● Seçilen metin:
————

A3 Haber

Leyla Aydemir davasının seyrini değiştirebilecek “ses kaydı” iddiası araştırılacak

Leyla Aydemir davasının seyrini değiştirebilecek “ses kaydı” iddiası araştırılacak

Leyla Aydemir davasının seyrini değiştirebilecek “ses kaydı” iddiası araştırılacak
Mayıs 28
17:16 2021

Ağrı’da, yeğeni Leyla Aydemir’i (4) öldürdüğü iddia edilen amcası Yusuf Aydemir, hakkında verilen ağırlaştırılmış müebbet ve 4 yıl hapis cezasının Erzurum Bölge Adliye Mahkemesi 1’inci Ceza Dairesi’nce bozulmasının ardından bugün yeniden hakim karşısına çıktı. Cezaevinde 15 ay boşuna yattığını savunan Aydemir, beraatini istedi. Leyla Aydemir’in ailesinin avukatı Erdoğan Tunç da eline ses kaydı geçtiğini, bu kaydın araştırılıp, arama- kurtarma çalışmalarına katılan AFAD üyelerinin tanık olarak dinlenmesini talep etti. Duruşma, ses kaydıyla ilgili araştırma yapılması için 8 Ekim’e ertelendi.

Ağrı merkezde yaşayan Şükran ve Nihat Aydemir çiftinin 7 çocuğundan 6’ncısı Leyla, Ramazan Bayramı için gittikleri, dedesinin yaşadığı Bezirhane köyünde, 15 Haziran 2018’de kayboldu. Bulunması için tüm Türkiye’nin seferber olduğu Leyla’nın, 18 gün sonra köye 3 kilometre uzaklıktaki Kurudere mevkisinde cansız bedenine ulaşıldı. Leyla’nın ölümünün ardından başlatılan soruşturma kapsamında 2’si öz amcaları olmak üzere 7 sanık hakkında dava açıldı.

Amca ceza aldı, 6 sanık beraat etti

Ağrı 1’inci Ağır Ceza Mahkemesi’nde, geçen yıl 2 Ekim’de görülen karar duruşmasında amca Yusuf Aydemir, ‘çocuğa karşı kasten öldürme’ suçundan ağırlaştırılmış müebbet, ‘çocuğa karşı cebir ve hile ile kişiyi hürriyetinden yoksun kılma’ suçundan da 4 yıl hapis cezasına çarptırıldı. Amca Musa Aydemir ile baba Nihat Aydemir’in kuzeni Mehmet Ali Aydemir, köylüleri Besim Dursun, eşi Hatun Dursun ile Yıldırım Artam ve eşi Ayşe Artam ise beraat etti.

————

● Etiketleme ve bölütleme kayıtları:
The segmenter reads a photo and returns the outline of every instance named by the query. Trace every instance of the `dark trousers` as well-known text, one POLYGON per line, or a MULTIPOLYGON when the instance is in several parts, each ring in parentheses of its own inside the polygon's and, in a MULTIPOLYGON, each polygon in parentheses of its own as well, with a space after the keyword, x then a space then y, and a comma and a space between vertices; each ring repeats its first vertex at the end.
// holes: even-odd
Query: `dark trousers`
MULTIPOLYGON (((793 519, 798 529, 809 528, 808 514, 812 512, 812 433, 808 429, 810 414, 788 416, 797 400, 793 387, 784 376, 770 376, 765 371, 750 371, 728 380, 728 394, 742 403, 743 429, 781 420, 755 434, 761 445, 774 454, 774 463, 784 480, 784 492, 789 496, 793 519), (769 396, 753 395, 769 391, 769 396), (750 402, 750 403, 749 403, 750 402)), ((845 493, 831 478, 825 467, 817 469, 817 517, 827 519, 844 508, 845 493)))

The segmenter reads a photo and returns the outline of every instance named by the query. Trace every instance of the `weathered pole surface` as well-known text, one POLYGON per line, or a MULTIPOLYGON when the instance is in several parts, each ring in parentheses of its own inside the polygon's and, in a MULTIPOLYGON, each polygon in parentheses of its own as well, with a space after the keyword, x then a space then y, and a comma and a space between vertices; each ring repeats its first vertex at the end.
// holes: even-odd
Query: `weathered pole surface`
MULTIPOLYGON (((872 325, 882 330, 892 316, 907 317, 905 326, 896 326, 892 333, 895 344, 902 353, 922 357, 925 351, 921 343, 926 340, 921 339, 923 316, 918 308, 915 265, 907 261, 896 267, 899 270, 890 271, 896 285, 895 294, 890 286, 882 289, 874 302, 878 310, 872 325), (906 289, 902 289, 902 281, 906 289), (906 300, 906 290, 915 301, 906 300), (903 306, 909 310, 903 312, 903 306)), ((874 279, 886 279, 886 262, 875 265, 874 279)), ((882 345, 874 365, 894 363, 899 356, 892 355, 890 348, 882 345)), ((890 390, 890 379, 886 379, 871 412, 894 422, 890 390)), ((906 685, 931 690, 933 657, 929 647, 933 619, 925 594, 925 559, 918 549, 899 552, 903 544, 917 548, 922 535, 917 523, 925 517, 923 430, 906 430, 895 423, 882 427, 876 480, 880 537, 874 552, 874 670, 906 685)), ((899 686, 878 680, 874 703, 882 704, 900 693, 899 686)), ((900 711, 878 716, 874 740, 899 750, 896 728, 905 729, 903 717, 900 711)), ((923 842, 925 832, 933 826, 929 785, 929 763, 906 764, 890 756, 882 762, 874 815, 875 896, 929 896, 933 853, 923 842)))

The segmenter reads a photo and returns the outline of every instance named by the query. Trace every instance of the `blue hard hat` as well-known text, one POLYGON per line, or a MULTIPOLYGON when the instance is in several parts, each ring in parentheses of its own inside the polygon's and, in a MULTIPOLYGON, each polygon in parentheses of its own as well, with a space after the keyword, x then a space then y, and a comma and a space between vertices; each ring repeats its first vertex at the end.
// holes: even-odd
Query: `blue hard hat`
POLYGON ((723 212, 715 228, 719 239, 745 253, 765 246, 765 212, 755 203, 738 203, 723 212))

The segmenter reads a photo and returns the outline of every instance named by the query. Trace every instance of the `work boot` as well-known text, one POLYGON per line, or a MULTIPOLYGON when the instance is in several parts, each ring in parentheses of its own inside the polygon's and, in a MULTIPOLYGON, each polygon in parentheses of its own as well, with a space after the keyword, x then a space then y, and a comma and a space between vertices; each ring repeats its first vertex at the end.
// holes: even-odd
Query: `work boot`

————

● Göreviniz:
Leyla Aydemir davasına ilişkin haber metnini son cümlesinden sonra sürdürün.

● Görev çıktısı:
Mahkemenin bozma gerekçesi

Hakkındaki suçlamaları reddeden Yusuf Aydemir ile ilgili karar, Erzurum Bölge Adliye Mahkemesi 1’inci Ceza Dairesi’nce bozuldu. Tüm sanıklar hakkında verilen hükümler bozulurken, sanık Yusuf Aydemir’in de tahliyesine karar verildi. Bozma gerekçesi, gerçek fail veya faillerin tespitinde gereğinin yapılması için Ağrı Cumhuriyet Başsavcılığı’na bildirimde bulunulmasına karar verilmesi gerekirken, sanığın mahkumiyetinin kararlaştırılması olarak gösterildi.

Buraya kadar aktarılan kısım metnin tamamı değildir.